> [Provided text]:

I feel like my mom relied on me heavily to help her through her feelings. I feel like I was the next person in line who could kind of talk her through what she was going through, because I was the one seeing it firsthand because I am the eldest and I watch basically what's happening with my parents, and I can talk to it, talk about it with my younger siblings and things like that. So, yeah, it was a lot of me talking to my mom about her feelings and her talking to me about my dad and that he would do these certain things to her and I would ask her, how does that make you feel? But in reality, I didn't know what she really wanted from me. I just felt like I took on that role because that was, again, like a role I was used to, and it was very hard. Very hard for me.
[00:14:16] Speaker C: Yeah. And kind of going off of that.
How do you think that shapes your relationship with your mom now?
[00:14:25] Speaker B: Well, my relationship with my mom, I think, is very unique when I compare it to the relationships my friends have with their own parents.
Me and my mom are very bonded. We're very close. I can confidently say that my mom is one of my best friends, but it's hard because where do you draw the line between your best friend and your mom? You know what I mean? Do you let your best friend walk over you and you forgive them, or do you kind of tell your mom, like, hey, you need to back off a little. I'm kind of dealing with my own stuff. Right. So I definitely have problems drawing the line in the sand with her sometimes because of how close we are.
[00:15:13] Speaker C: What I'm hearing here is that you weren't only a parent to your siblings, you also became a friend, a therapist, and a whole bunch more to your mom, and you had to grow up really fast. And I think a common theme I see here between the both of you is that you had to be independent really early. And I can imagine that that didn't just stop as you got older, but that it continued on into adulthood. So, Cassandra, now that you are an adult, how do you continue to act as a bridge between cultures for your parents?
[00:15:44] Speaker D: My mom has definitely grown into an individual that can sustain herself a bit better than my dad because her english is a lot better than my dad's. But I think over the years, as I've grown older, my parents have been a bit more accepting of the western culture and what I have chosen to do.

> [Task list]:
a. Turn the paragraph beginning "Me and my mom are very bonded" in the transcript about bridging cultures into a short bulleted list that keeps its main points.
b. Please write what comes next in the transcript about bridging cultures, starting after its last line.
The records play no part in this work.

> [Material provided]:

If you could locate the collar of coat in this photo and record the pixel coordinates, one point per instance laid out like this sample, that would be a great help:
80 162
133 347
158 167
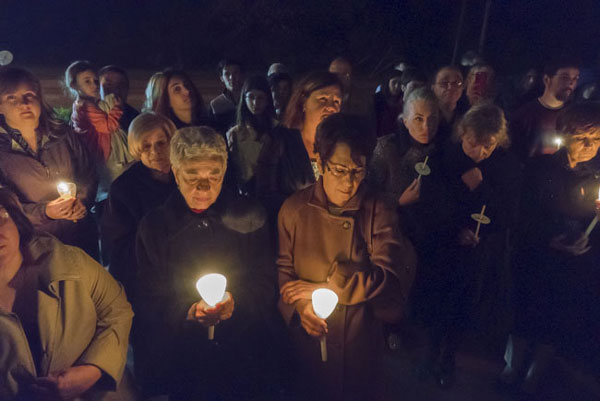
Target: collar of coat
61 262
318 198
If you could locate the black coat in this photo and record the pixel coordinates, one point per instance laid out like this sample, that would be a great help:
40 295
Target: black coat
175 247
478 279
557 293
132 195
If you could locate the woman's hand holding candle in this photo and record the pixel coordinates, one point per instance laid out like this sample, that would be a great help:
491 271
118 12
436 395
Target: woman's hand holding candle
312 324
293 291
210 316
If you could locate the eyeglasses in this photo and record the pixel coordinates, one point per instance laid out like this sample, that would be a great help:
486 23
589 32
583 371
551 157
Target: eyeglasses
4 217
340 171
449 84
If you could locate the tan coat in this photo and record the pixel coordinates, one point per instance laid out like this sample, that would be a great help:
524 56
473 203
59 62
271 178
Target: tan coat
83 318
360 255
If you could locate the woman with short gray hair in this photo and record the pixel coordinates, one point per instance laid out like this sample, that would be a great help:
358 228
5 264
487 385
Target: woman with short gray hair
201 229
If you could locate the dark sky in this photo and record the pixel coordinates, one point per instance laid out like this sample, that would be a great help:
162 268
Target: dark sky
195 34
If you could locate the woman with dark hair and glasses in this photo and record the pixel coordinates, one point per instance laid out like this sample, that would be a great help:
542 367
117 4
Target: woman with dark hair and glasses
334 234
250 141
82 353
37 152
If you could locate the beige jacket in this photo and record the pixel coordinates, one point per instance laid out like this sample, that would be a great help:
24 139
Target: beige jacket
360 255
83 318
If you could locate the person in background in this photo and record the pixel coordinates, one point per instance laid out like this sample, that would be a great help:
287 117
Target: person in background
447 84
533 128
473 274
355 100
250 141
97 121
556 263
37 152
113 79
174 95
153 91
281 90
317 95
481 84
64 321
388 103
336 235
143 187
224 106
201 230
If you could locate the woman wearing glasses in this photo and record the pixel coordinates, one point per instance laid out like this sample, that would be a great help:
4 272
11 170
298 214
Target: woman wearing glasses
336 235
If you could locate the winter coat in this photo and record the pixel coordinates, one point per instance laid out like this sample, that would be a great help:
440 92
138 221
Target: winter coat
131 197
83 317
175 247
477 278
33 178
360 255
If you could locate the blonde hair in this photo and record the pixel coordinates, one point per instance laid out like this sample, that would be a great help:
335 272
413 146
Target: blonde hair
485 120
141 126
154 89
197 143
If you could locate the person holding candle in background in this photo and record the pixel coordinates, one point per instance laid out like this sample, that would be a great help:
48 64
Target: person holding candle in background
201 229
557 277
37 152
336 235
473 273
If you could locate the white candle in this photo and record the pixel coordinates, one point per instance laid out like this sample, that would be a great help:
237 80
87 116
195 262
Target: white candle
324 302
212 289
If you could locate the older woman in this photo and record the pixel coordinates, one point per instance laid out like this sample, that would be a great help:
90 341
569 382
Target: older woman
481 177
37 152
335 235
81 353
316 96
144 186
557 263
200 230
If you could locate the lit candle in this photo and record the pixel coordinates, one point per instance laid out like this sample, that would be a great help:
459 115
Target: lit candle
324 302
590 228
66 189
212 289
558 142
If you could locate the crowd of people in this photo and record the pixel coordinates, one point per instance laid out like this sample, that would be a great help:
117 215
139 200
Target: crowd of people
452 200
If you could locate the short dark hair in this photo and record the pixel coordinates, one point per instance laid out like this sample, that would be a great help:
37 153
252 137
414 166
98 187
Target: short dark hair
10 202
552 66
276 78
228 61
412 74
579 117
345 128
114 68
74 69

> [Answers below]:
a.
- My mom and I are very close, and she is one of my best friends.
- That closeness blurs the line between best friend and mom.
- It's hard to know whether to forgive her as I would a friend or tell her to back off while I deal with my own things.
- Because we're so close, I sometimes struggle to set boundaries with her.

b.
I was a little bit of a rebellious high schooler. I wanted to go out and have fun with my friends, and in the beginning, they would just hammer me down. Super tiger parents. Like, tell me when you're going to come home. You have to come home. And then I think my rebellious side came from. Honestly, I think it came from being sick and tired of the pressure that I was feeling as an older sibling, as a child of immigrant parents. It was like a subconscious thing. But over the years of me rebelling and having a poor relationship with my parents, we kind of eventually are now in a place where we understand each other's sides. Like, I know where they came from and what their story is in a way, and they understand that I live in a different generation and in a different country than they grew up. So just over the years, we have kind of learned how to see eye to eye a bit more, and they are definitely more accepting of what I want to do. And I guess my aspirations and things like mental health, they have definitely come around a very long way. So I'm very blessed and lucky to have them see things the way that they do now.
[00:17:20] Speaker C: And going to you, Rome, as well, just kind of going over that as well. How do you continue to act as a bridge between cultures for your mom?
[00:17:30] Speaker B: I think I expose my mom to a lot of western, I guess, concepts. I think one of the main ones is, like, LGBTQ plus.
As a trans person myself, my mom has said that because she came from a really small town, a really small village in the jungle. Basically, she said that she never had seen a trans person, never seen a gay person before, and things like that. And so I am kind of the one to talk her through these ideas. I think another topic I have helped my mom to understand in her own way is racism. Of course, my mom being a person of color herself, she has experienced racism in the workplace in some sort of form. But I think because of where she grew up, she just grew up seeing the same people. So racism was definitely not a thing that was occurring there. But when she comes here, she just thinks that people are being rude to her and that that's it.
There's no racial motivations towards that. And I kind of help her to see that this is not okay. It's more than just someone being rude to you.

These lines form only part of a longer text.